还有一个重要信息，是我在后期进行下载和引用时才发现的

class="page-count"><div class="icon"></div><span>4</span></div>

因为排行榜上的并非都是单张插画，也有此类多张的漫画，给爬虫工作增加了许多困难。

2、分析动态页面

在分析了这个页面所有的内容后，发现在主页面，只显示了至多50张图片的信息，但其实每日排行的图片远远不止这个数量，但是pixiv并非像豆瓣或者bangumi拥有静态的目录，而且采取动态加载的方法，一直往下滑，则页面一直加载。

滑了半天，得知每日图片推荐一共有500张图片

对于动态页面，采取抓包查看每次动态加载的具体内容。

除了不停加载的图片信息，抓到一条请求

https://www.pixiv.net/ranking.php?p=2&format=json

查看这个页面

抓包内容

显然，这是排行榜第二页的内容，将p=2改为p=1，同样显示了第一页的内容，也就是说，每次发送请求，则返回50张图片的信息，发送十次请求，则可以获得500张照片的信息，那么接下来的工作就简单了。

3、热门图片信息获取

抓取的网页并非html标准格式的，不能也没必要用bs4进行内容分析，直接用正则表达式即可。

☆ ☆ ☆ ☆ ☆ ☆ ☆

待办任务 » 返回上方关于抓取pixiv排行榜的文本中从“对于动态页面，采取抓包查看每次动态加载的具体内容。”到“张照片的信息，那么接下来的工作就简单了。”的一段，逐字照录，不作任何改动。

源数据 »
☆ ☆ ☆ ☆ ☆ ☆ ☆

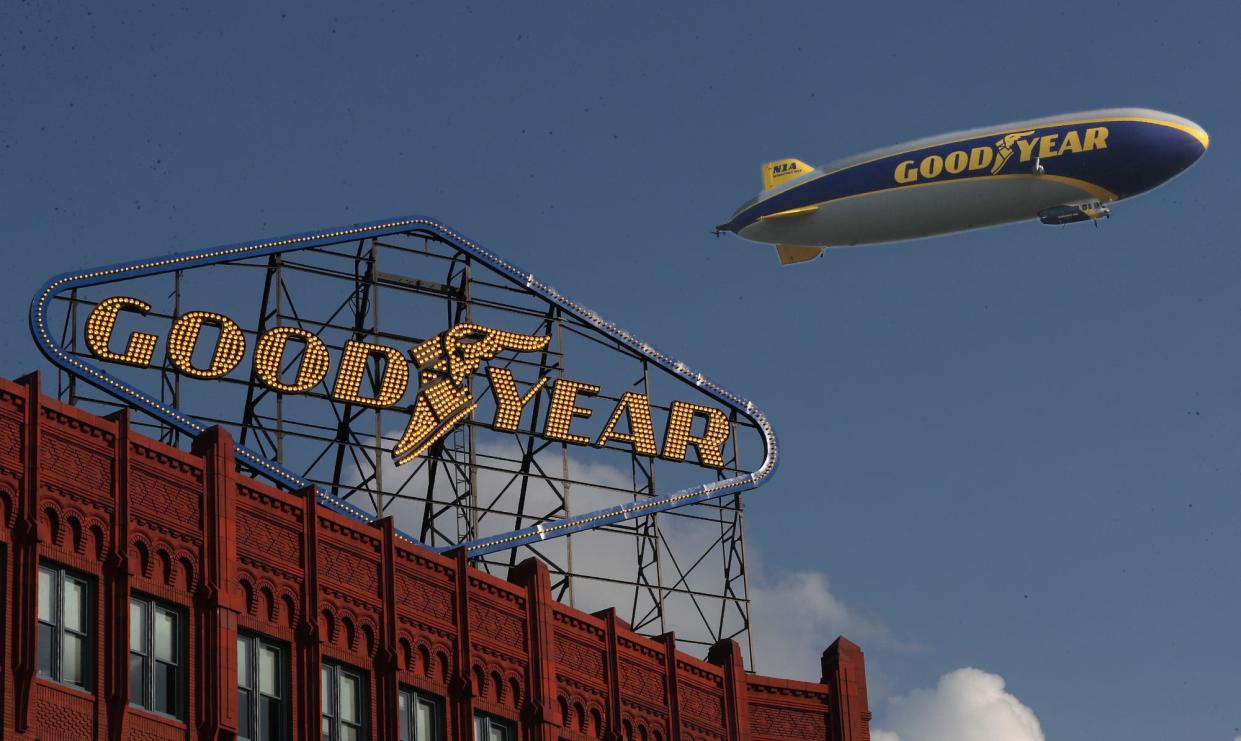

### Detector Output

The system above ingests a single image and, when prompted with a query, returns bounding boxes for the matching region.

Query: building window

☆ ☆ ☆ ☆ ☆ ☆ ☆

答案如下 »
对于动态页面，采取抓包查看每次动态加载的具体内容。

除了不停加载的图片信息，抓到一条请求

https://www.pixiv.net/ranking.php?p=2&format=json

查看这个页面

抓包内容

显然，这是排行榜第二页的内容，将p=2改为p=1，同样显示了第一页的内容，也就是说，每次发送请求，则返回50张图片的信息，发送十次请求，则可以获得500张照片的信息，那么接下来的工作就简单了。